» 本文:
========================================================================

抗生物質がもたらす健康ダメージを最低限に防ぐためのガイドライン
こないだ「抗生物質のダメージは結構エグいよ」って話を書きましたが、生きてれば抗生物質が必要になるケースは絶対にあるはず。
もちろん乱用は厳禁ですが、どうしても抗生物質を使わねばならないときは、腸内環境へのダメージを最低限に抑えるための対策を取っておくと便利。とくに子どもほどダメージを受けやすいんで、抗生物質を使う際は同時に以下の処置もしてあげるとよいかと思います。
1.まずはプロバイオティクスから
なにはともあれプロバイオティクス(体に良い微生物)は必須。ビオスリーHi錠でもProbiotic-3でもいいんで、抗生物質といっしょに善玉菌を送り込んでやりましょう。
というと、「抗生物質がプロバイオティクスを殺しちゃうんじゃない?」って疑問もわきますが、この場合は腸内で定着しなくても大丈夫。かなり多くの実験で、死んだ善玉菌でも抗生物質のダメージがやわらぐことが明らかになってるんですね。
たとえば、
- 135名の患者さんに抗生物質を飲んでもらったところ、プロバイオティクスを飲んだグループは12%しか下痢を発症しなかった(飲まなかったグループは37%の発症率)(2007年,1)
- 151名の患者さんに抗生物質を飲んでもらったところ、プロバイオティクスを飲んだグループは1.4%しか下痢を発症しなかった(飲まなかったグループは9%の発症率)(2002年,2)
- 1076人分のデータを調べたメタ解析では、サッカロミセス・ブラウディ(プロバイオティクスの一種)を使った患者は、抗生物質にともなう下痢の発症率を17.2%から6.7%まで落とせる(2005年,3)
みたいな感じ。あきらかな差が出てますねー。
たいていの実験では、
- 乳酸菌
- ビフィズス菌
- サッカロミセス・ブラウディ
の3種類を使ってますんで、抗生物質を使う予定のある方はお試しください。
2.もちろんプレバイオティクスも大事
プレバイオティクスは腸内細菌のエサになる物質のこと。プロバイオティクスの成長を助けてくれるんで、同時併用は必須であります。

========================================================================

» 課題: 本文のうち、「- 151名の患者さんに抗生」を含む語句で始まり「みたいな感じ。あきらかな差が出てますねー。」で終わる部分を、一字一句変えずに書き写すこと。

========================================================================

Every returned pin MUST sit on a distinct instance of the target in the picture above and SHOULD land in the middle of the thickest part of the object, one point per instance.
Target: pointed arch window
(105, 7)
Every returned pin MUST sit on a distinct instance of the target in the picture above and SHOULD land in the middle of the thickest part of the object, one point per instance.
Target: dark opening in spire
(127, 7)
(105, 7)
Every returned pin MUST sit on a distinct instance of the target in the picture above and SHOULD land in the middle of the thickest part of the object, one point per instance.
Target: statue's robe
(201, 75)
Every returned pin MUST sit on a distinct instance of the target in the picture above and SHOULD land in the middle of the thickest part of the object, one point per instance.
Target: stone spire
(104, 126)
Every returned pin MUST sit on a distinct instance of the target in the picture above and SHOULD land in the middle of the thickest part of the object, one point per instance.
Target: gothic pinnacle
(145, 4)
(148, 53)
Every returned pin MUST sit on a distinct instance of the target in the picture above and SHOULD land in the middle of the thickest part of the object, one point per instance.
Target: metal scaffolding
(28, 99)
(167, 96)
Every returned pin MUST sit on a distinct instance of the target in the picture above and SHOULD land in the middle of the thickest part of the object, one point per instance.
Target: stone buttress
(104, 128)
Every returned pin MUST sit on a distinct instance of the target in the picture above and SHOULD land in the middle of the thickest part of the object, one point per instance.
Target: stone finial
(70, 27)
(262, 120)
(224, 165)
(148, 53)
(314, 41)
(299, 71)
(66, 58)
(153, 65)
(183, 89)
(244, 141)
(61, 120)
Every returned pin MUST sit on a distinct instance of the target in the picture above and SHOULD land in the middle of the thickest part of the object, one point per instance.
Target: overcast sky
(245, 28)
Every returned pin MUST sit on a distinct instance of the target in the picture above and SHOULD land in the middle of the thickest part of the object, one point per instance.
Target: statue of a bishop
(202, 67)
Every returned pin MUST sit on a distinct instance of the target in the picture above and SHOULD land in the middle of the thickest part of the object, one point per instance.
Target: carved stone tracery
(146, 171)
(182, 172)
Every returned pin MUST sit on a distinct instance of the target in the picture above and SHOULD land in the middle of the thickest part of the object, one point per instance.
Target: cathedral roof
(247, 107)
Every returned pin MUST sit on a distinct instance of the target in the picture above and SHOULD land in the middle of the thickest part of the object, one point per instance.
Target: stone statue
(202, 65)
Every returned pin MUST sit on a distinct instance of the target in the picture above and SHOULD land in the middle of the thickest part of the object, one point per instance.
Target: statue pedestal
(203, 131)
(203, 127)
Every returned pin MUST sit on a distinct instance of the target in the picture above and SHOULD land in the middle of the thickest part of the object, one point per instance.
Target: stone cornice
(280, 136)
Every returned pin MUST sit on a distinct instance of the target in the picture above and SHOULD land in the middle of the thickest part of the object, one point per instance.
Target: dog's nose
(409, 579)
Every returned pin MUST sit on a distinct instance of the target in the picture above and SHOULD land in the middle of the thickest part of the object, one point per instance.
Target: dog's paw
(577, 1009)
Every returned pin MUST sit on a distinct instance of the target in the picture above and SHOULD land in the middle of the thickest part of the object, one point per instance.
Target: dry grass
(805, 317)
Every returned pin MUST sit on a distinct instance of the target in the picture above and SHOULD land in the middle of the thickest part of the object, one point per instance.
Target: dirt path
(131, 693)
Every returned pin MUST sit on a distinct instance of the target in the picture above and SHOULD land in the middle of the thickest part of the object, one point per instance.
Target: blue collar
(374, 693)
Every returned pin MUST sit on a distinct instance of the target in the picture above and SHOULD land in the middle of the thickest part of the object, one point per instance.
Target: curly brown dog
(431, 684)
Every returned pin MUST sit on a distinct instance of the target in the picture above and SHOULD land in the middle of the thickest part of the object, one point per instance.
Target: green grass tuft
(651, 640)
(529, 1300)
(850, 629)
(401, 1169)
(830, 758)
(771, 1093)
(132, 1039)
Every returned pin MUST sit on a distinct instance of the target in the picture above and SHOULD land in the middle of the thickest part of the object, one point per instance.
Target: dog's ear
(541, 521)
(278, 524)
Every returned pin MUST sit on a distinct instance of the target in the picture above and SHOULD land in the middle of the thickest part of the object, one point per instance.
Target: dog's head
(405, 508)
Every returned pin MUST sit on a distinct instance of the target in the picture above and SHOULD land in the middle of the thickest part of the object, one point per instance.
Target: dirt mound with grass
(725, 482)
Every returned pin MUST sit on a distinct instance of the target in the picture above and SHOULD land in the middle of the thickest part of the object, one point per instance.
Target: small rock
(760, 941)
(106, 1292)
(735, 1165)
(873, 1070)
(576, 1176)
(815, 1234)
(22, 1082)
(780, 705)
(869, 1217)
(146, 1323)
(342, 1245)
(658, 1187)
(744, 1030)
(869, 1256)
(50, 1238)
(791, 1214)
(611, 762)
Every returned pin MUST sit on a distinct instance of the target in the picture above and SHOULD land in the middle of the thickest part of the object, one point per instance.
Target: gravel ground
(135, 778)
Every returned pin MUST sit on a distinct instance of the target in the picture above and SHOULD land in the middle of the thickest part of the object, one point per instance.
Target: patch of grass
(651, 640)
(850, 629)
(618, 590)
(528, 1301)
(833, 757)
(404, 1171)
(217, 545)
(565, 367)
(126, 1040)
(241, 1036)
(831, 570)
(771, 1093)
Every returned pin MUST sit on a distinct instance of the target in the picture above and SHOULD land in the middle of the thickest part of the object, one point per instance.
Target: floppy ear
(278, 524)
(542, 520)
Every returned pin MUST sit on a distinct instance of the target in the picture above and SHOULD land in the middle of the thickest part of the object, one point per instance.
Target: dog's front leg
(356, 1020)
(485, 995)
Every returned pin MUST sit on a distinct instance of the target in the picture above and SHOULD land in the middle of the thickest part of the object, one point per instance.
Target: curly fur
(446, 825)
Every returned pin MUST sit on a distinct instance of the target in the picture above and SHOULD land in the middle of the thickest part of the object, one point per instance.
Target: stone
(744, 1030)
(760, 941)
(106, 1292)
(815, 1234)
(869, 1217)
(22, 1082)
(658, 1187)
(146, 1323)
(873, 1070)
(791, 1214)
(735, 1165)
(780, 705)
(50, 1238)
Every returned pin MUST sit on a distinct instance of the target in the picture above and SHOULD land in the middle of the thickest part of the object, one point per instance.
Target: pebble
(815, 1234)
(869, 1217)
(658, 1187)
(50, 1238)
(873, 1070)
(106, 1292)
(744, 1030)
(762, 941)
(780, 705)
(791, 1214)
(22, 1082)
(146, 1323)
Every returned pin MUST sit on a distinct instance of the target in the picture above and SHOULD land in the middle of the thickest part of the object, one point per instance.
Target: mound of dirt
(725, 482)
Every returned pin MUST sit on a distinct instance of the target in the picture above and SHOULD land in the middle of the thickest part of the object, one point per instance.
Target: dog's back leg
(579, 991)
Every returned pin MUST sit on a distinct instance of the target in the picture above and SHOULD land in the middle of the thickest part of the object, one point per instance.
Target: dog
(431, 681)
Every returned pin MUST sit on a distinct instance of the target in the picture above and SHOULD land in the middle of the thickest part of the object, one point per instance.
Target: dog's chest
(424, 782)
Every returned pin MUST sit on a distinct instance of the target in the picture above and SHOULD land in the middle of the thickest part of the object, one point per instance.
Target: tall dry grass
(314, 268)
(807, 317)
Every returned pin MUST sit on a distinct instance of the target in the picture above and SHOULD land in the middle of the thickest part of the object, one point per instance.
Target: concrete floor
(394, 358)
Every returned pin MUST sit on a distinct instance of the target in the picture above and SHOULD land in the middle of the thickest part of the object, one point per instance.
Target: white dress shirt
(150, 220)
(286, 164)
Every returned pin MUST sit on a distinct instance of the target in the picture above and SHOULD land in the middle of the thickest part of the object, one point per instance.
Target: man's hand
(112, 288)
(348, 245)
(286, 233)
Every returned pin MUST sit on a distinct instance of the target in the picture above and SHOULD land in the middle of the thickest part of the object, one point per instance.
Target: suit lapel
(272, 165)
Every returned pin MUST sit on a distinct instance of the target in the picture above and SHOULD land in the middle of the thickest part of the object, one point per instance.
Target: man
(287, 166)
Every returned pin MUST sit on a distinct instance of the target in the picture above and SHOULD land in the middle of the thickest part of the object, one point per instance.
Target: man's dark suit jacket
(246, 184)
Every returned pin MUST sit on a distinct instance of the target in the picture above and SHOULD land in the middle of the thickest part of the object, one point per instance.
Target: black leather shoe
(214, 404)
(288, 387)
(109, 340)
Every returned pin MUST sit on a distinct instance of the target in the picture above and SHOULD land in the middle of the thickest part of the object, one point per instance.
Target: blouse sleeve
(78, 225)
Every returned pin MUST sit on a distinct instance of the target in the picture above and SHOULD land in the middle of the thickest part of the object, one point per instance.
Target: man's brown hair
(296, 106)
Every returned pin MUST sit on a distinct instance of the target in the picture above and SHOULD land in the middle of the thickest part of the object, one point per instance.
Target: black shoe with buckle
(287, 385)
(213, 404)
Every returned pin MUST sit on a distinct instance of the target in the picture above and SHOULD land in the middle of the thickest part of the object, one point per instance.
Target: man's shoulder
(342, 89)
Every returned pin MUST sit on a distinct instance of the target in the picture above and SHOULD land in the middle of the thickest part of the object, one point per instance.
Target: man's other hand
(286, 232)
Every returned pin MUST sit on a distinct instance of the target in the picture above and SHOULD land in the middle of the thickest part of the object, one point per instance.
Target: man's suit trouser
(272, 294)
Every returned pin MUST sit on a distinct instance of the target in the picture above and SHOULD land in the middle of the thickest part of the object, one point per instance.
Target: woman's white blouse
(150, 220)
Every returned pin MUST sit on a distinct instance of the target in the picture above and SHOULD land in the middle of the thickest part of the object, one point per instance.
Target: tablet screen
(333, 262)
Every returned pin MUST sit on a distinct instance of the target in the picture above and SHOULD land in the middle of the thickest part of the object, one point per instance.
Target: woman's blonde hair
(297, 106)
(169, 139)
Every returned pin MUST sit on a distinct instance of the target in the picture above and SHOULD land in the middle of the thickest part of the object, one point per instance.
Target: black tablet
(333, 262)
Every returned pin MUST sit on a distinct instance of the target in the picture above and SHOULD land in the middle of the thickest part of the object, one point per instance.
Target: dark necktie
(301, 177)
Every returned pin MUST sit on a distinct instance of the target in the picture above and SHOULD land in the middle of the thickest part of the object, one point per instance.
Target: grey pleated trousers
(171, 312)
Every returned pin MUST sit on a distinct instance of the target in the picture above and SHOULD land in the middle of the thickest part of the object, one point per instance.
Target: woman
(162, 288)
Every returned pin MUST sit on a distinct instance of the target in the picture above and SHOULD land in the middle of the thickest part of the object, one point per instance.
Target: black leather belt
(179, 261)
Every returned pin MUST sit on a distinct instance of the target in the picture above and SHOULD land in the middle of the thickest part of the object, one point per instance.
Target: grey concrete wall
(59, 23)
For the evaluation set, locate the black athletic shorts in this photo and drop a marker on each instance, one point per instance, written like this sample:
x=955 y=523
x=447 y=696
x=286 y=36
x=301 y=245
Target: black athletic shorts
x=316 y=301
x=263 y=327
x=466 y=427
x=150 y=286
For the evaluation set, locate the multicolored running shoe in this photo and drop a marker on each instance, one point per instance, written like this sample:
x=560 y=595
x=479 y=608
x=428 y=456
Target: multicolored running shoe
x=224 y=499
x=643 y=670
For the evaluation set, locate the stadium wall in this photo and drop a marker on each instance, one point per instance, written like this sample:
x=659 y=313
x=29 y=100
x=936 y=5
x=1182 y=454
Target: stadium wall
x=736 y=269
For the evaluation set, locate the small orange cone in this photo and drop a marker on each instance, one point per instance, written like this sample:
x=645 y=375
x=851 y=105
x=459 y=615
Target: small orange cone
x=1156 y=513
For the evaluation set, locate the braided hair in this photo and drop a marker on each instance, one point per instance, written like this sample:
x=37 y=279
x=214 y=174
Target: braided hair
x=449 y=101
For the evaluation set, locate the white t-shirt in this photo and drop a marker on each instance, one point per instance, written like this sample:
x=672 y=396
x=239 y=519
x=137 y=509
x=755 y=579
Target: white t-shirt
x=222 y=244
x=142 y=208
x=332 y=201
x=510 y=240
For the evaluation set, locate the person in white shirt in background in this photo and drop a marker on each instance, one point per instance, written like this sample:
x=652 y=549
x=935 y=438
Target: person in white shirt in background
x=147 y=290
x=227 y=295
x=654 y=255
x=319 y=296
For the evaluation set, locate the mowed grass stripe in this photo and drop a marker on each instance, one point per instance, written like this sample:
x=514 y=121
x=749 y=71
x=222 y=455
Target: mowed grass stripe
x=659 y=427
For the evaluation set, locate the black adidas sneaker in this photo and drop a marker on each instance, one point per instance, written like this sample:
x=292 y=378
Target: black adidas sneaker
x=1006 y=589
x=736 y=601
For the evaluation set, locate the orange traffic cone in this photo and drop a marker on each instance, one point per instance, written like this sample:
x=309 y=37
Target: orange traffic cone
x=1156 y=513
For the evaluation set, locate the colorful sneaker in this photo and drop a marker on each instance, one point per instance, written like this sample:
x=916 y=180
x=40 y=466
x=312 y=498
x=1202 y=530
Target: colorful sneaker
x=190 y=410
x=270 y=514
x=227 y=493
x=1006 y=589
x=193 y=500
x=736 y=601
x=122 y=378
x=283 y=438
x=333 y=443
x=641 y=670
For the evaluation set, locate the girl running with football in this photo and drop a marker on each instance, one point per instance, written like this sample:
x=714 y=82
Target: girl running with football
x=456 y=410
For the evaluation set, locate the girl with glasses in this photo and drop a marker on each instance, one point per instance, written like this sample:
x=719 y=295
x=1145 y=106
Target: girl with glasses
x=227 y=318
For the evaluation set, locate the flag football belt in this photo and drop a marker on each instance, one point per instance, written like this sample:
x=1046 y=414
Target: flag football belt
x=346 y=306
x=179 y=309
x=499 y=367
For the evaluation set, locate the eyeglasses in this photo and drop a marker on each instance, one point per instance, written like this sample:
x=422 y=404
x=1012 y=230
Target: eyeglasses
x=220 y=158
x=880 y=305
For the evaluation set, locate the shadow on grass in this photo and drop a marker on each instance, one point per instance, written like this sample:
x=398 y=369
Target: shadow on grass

========================================================================

» 解答欄:
- 151名の患者さんに抗生物質を飲んでもらったところ、プロバイオティクスを飲んだグループは1.4%しか下痢を発症しなかった(飲まなかったグループは9%の発症率)(2002年,2)
- 1076人分のデータを調べたメタ解析では、サッカロミセス・ブラウディ(プロバイオティクスの一種)を使った患者は、抗生物質にともなう下痢の発症率を17.2%から6.7%まで落とせる(2005年,3)
みたいな感じ。あきらかな差が出てますねー。